+++ STORED ROWS +++
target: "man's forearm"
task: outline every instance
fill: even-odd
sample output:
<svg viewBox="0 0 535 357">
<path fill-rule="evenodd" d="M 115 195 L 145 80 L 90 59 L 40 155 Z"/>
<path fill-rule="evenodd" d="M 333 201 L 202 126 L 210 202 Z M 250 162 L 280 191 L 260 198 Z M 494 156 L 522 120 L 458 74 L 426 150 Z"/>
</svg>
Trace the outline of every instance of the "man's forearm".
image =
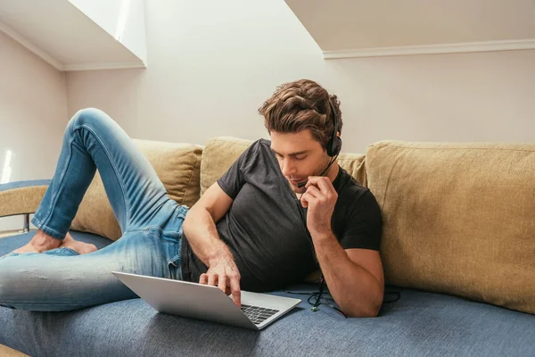
<svg viewBox="0 0 535 357">
<path fill-rule="evenodd" d="M 207 266 L 223 257 L 232 257 L 218 234 L 216 223 L 203 207 L 192 207 L 184 221 L 184 233 L 193 253 Z"/>
<path fill-rule="evenodd" d="M 334 301 L 350 317 L 376 316 L 383 286 L 366 269 L 352 262 L 333 233 L 313 235 L 317 260 Z"/>
</svg>

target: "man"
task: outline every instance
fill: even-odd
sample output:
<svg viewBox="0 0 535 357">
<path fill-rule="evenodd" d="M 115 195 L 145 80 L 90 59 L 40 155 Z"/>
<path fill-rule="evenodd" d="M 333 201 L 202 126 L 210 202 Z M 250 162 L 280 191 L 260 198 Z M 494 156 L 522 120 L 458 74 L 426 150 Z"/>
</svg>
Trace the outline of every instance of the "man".
<svg viewBox="0 0 535 357">
<path fill-rule="evenodd" d="M 336 96 L 298 80 L 280 86 L 259 112 L 271 141 L 253 143 L 188 210 L 167 196 L 117 123 L 78 112 L 32 220 L 39 230 L 0 259 L 0 304 L 63 311 L 135 297 L 110 273 L 122 270 L 218 286 L 240 305 L 241 288 L 281 288 L 318 265 L 345 314 L 376 316 L 381 214 L 336 162 Z M 95 252 L 67 232 L 96 168 L 123 236 Z"/>
</svg>

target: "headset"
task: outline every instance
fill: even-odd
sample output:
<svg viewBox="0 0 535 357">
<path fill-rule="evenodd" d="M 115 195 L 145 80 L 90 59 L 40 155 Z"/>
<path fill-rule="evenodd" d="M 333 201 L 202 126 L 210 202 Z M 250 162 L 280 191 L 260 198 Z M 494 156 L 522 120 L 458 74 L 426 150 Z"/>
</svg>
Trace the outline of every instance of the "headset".
<svg viewBox="0 0 535 357">
<path fill-rule="evenodd" d="M 340 154 L 340 151 L 342 150 L 342 138 L 338 136 L 338 115 L 336 114 L 336 111 L 334 110 L 334 105 L 333 105 L 333 102 L 331 102 L 330 98 L 329 98 L 329 106 L 331 107 L 331 112 L 333 113 L 333 123 L 334 129 L 333 129 L 333 136 L 327 142 L 326 149 L 327 149 L 327 155 L 329 155 L 333 159 L 331 160 L 331 162 L 329 162 L 327 167 L 323 171 L 321 171 L 321 173 L 318 176 L 323 176 L 327 171 L 327 170 L 329 170 L 331 165 L 336 161 L 336 158 L 338 157 L 338 154 Z M 309 180 L 298 183 L 297 184 L 298 188 L 302 188 L 303 187 L 305 187 L 307 185 L 308 182 L 309 182 Z"/>
</svg>

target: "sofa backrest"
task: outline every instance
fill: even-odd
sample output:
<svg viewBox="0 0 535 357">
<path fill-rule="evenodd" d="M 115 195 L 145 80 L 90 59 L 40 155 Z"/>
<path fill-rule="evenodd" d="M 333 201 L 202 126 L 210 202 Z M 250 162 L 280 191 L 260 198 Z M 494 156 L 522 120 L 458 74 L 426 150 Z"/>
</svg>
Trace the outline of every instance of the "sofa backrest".
<svg viewBox="0 0 535 357">
<path fill-rule="evenodd" d="M 138 139 L 134 142 L 154 168 L 170 198 L 188 206 L 199 199 L 202 146 Z M 98 172 L 84 195 L 71 228 L 113 240 L 121 236 Z"/>
<path fill-rule="evenodd" d="M 219 178 L 242 153 L 252 144 L 251 140 L 229 137 L 214 137 L 206 143 L 201 162 L 201 195 Z M 365 155 L 342 153 L 340 166 L 358 183 L 366 186 Z"/>
<path fill-rule="evenodd" d="M 535 145 L 379 142 L 366 170 L 388 283 L 535 313 Z"/>
</svg>

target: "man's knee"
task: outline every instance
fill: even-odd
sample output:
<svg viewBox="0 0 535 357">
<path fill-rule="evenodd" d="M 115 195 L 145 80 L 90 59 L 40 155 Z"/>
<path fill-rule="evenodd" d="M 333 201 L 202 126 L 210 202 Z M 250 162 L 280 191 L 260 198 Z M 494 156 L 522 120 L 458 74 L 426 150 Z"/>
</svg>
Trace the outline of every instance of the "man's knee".
<svg viewBox="0 0 535 357">
<path fill-rule="evenodd" d="M 80 109 L 70 118 L 68 128 L 77 129 L 79 128 L 89 128 L 98 130 L 100 127 L 109 126 L 113 120 L 100 109 L 85 108 Z"/>
</svg>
+++
WHAT TO PRODUCE:
Identify each line of the material above that contains the word "knee", and copy those lines in full.

ANSWER TO THE EXERCISE:
target: "man's knee"
Trace the outline of every instance of the "man's knee".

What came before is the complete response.